▶ **Durchzuführende Aufgabe**
Liste alle Vornamen auf, an die Cave im Text unten seine Antwort richtet.

Nick Cave: Charlie Watts hatte ein animalisches, überlegenes Lächeln
„Und er lächelte mich an – kein unfreundliches Lächeln, aber auch kein freundliches, eher der teilnahmslose Blick, den ein Tier einem anderen in der Wildnis zuwerfen konnte, um seine vollständige Überlegenheit zu signalisieren.“ Nick Cave erzählt von seinem flüchtigen Treffen mit Charlie Watts.
Nick Cave berichtet auf seiner eigenen Webseite „The Red Hand Files“ von einem kurzen, aber prägenden Treffen mit dem Stones-Drummer Charlie Watts. Der Bad-Seeds-Frontmann beantwortet auf seiner Website manchmal Fragen seiner Anhänger – so auch die in Zusammenhang mit dem kürzlich verstorbenen Watts.
Im letzten Blogeintrag erzählt Cave davon, wie er Charlie Watts das letzte Mal am Flughafen London/Heathrow traf. Oder zufällig an ihm vorbeilief, denn aus mehr als einem flüchtigen Blickwechsel hatte die Begegnung nicht bestanden.
„Lieber Kevin, Liebe Ray, Sarah und Barbara, vor etwa zehn Jahren dachte ich mir, dass es vielleicht eine gute Idee sein könnte, mich für die bevorstehende Tour etwas in Form zu bringen. Darum buchte ich einige Trainings-Sessions in einem Fitnessstudio in Brighton.“ Weil Cave nach eigenen Angaben vorher nie ein Fitnessstudio von innen gesehen hatte, bestellte er sich einen Trainingsanzug im Internet. Leider sei der viel zu klein gewesen, „Kindergröße“.
„In meinem winzigen Trainingsanzug, meinen riesigen weißen Joggingschuhen und meinem Bucket-Hat“
Er zog sich dazu noch ein paar weiße, etwas zu große Turnschuhe an und ging los. Er selbst sagt, er habe dabei völlig bescheuert ausgesehen und hält es wohl für einen wichtigen Punkt, dies zu erwähnen. Es könnte aber tatsächlich noch als Detail dieser Geschichte dienen.

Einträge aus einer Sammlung
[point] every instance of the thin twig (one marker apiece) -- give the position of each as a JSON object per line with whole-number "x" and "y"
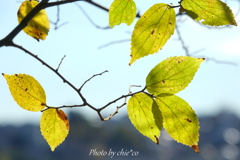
{"x": 49, "y": 67}
{"x": 113, "y": 42}
{"x": 60, "y": 63}
{"x": 90, "y": 20}
{"x": 182, "y": 42}
{"x": 90, "y": 79}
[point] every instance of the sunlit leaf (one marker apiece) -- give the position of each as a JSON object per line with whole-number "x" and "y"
{"x": 39, "y": 26}
{"x": 152, "y": 31}
{"x": 179, "y": 120}
{"x": 145, "y": 115}
{"x": 54, "y": 126}
{"x": 122, "y": 11}
{"x": 209, "y": 12}
{"x": 26, "y": 91}
{"x": 172, "y": 75}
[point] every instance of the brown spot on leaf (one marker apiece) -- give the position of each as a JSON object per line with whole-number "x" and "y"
{"x": 195, "y": 148}
{"x": 63, "y": 117}
{"x": 153, "y": 31}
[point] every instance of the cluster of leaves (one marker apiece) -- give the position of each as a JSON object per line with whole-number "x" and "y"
{"x": 148, "y": 111}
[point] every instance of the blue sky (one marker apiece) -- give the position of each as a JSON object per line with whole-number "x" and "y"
{"x": 215, "y": 86}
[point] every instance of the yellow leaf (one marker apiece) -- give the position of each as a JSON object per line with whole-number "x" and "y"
{"x": 54, "y": 126}
{"x": 26, "y": 91}
{"x": 39, "y": 26}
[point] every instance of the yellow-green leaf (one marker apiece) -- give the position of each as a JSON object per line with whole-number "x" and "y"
{"x": 26, "y": 91}
{"x": 209, "y": 12}
{"x": 172, "y": 75}
{"x": 145, "y": 115}
{"x": 152, "y": 31}
{"x": 39, "y": 26}
{"x": 179, "y": 120}
{"x": 54, "y": 126}
{"x": 122, "y": 11}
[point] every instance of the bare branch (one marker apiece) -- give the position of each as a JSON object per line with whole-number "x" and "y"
{"x": 113, "y": 42}
{"x": 185, "y": 48}
{"x": 52, "y": 69}
{"x": 57, "y": 26}
{"x": 90, "y": 79}
{"x": 90, "y": 20}
{"x": 60, "y": 63}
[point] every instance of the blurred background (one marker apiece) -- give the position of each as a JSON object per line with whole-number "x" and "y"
{"x": 213, "y": 93}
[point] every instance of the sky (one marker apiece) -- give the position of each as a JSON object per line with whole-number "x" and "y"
{"x": 214, "y": 88}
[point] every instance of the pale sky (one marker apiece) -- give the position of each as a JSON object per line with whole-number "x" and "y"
{"x": 215, "y": 86}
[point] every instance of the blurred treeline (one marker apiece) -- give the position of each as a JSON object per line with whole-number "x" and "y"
{"x": 219, "y": 140}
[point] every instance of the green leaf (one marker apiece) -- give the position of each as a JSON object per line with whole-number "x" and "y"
{"x": 122, "y": 11}
{"x": 145, "y": 115}
{"x": 209, "y": 12}
{"x": 179, "y": 120}
{"x": 152, "y": 31}
{"x": 39, "y": 26}
{"x": 172, "y": 75}
{"x": 26, "y": 91}
{"x": 54, "y": 126}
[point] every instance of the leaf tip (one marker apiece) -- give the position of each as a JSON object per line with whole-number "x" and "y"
{"x": 195, "y": 148}
{"x": 157, "y": 139}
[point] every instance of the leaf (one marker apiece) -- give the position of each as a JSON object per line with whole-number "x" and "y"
{"x": 179, "y": 120}
{"x": 39, "y": 26}
{"x": 122, "y": 11}
{"x": 152, "y": 31}
{"x": 172, "y": 75}
{"x": 144, "y": 114}
{"x": 54, "y": 126}
{"x": 209, "y": 12}
{"x": 26, "y": 91}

▶ **Antwort**
Kevin, Ray, Sarah, Barbara